■ Task requirements ■
Find each line below that contains the string "tower", and copy those lines out. Match the case exactly.

— Start of Dataset entries —

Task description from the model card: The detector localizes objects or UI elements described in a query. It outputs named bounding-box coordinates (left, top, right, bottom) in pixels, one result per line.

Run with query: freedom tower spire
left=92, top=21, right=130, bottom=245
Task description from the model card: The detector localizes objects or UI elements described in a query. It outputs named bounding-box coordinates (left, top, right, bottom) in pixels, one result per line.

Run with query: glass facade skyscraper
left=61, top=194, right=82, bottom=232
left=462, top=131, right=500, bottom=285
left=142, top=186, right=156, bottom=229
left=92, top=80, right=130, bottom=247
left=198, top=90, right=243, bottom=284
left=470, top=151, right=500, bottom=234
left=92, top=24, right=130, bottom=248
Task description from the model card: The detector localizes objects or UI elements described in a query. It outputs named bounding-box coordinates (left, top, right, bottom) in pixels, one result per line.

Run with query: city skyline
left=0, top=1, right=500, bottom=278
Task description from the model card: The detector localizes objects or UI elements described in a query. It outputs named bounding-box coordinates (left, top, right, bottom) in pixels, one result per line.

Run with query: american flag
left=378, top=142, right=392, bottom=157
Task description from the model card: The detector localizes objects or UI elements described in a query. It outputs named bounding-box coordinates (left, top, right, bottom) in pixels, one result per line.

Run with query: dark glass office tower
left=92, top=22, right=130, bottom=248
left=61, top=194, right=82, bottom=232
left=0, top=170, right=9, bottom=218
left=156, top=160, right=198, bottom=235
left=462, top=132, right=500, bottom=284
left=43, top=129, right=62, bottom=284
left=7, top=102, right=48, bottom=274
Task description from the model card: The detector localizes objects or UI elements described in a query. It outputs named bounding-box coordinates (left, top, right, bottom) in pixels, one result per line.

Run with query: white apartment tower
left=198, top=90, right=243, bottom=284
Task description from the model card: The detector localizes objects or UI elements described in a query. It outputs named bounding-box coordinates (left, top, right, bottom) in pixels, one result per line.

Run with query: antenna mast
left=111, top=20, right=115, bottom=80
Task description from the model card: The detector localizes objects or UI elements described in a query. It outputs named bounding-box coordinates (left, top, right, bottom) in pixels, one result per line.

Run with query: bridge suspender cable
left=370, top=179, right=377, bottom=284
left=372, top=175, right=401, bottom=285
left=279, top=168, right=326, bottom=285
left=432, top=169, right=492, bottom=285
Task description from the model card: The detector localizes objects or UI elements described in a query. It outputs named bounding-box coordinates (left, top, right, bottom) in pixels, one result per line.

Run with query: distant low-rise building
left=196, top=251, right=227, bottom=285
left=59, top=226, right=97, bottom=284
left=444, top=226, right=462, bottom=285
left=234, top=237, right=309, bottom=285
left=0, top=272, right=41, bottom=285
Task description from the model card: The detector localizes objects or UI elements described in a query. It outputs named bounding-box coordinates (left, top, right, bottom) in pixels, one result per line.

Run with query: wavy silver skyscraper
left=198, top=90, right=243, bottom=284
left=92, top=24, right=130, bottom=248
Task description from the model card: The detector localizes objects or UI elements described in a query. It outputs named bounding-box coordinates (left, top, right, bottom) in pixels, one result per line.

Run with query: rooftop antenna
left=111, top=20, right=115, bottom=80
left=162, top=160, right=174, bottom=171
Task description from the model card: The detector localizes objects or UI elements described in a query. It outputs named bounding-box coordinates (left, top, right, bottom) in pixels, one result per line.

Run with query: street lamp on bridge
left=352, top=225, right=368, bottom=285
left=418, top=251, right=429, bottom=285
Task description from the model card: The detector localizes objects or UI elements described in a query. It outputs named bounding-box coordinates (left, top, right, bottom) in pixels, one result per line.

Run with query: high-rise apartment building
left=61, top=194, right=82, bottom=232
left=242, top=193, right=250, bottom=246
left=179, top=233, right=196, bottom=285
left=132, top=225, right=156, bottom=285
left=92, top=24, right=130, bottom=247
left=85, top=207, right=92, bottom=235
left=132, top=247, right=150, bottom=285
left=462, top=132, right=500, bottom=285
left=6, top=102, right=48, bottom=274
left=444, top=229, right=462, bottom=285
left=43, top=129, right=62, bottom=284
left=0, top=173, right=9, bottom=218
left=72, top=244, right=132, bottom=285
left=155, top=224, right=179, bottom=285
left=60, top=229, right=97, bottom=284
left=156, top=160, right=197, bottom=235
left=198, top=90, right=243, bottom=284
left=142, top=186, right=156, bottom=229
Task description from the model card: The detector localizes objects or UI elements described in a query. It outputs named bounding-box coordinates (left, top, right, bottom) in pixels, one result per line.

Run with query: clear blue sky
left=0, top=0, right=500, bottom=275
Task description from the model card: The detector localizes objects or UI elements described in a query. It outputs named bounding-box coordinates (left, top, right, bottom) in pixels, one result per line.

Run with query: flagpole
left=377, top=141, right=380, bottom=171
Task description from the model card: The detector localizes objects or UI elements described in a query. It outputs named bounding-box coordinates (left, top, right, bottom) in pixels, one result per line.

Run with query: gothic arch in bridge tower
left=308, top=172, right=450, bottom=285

— End of Dataset entries —
— Start of Dataset entries —

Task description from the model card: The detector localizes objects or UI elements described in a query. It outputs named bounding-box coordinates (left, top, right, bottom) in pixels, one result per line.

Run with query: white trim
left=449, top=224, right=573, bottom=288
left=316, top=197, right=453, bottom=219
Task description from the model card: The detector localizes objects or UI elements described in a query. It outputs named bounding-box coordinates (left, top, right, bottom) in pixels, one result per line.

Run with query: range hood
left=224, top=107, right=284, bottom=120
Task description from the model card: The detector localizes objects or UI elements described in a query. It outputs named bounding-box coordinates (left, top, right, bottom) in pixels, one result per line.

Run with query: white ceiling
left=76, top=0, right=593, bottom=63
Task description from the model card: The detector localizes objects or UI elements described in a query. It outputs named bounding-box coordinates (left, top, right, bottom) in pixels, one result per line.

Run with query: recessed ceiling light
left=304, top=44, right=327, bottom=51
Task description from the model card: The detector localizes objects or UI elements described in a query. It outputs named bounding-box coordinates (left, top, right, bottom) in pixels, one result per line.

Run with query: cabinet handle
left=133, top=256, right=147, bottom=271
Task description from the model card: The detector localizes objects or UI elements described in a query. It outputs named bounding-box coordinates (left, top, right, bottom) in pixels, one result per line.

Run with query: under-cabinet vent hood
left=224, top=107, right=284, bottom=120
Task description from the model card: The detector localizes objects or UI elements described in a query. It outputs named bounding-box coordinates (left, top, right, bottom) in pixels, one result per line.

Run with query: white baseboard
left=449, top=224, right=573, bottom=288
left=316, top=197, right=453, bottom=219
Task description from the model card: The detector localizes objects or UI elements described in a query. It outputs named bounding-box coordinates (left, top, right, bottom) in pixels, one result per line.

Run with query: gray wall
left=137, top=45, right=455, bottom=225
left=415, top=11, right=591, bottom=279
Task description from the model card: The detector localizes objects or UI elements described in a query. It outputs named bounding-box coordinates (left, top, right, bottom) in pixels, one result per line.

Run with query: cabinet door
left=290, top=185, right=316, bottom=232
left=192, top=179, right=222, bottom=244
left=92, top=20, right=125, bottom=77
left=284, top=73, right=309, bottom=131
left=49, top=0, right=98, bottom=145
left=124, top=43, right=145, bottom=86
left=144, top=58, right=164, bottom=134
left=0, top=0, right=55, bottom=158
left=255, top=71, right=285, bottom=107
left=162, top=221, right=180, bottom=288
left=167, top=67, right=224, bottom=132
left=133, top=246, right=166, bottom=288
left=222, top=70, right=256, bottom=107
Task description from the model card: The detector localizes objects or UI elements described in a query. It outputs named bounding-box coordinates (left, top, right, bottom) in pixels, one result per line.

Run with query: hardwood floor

— End of Dataset entries —
— Start of Dataset entries —

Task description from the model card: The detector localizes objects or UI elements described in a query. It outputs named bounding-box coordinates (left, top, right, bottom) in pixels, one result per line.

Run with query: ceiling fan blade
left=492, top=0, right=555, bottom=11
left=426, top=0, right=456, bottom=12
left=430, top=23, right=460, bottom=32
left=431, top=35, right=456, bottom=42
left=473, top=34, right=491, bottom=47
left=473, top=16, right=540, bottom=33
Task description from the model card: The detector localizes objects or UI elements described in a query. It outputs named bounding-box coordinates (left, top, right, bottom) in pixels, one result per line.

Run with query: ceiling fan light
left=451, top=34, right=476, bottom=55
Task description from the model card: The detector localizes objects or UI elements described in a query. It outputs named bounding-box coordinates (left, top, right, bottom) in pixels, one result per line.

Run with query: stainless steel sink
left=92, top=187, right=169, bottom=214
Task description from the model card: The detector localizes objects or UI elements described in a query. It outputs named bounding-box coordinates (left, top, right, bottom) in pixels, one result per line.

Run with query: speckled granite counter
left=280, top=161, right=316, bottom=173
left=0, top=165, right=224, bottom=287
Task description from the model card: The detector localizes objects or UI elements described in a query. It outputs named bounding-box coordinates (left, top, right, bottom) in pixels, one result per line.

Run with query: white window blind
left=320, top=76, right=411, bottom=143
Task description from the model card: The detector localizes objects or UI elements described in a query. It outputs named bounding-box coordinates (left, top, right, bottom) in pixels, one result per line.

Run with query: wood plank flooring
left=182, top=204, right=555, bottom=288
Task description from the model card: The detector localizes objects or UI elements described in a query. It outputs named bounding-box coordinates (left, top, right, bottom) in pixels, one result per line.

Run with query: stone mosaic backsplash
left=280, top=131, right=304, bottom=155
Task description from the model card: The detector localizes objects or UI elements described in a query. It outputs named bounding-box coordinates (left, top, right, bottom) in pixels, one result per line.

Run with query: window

— End of Dataset entries —

■ Answer below ■
Run with query: freedom tower spire
Run with query: dark glass office tower
Run with query: white apartment tower
Run with query: gothic arch in bridge tower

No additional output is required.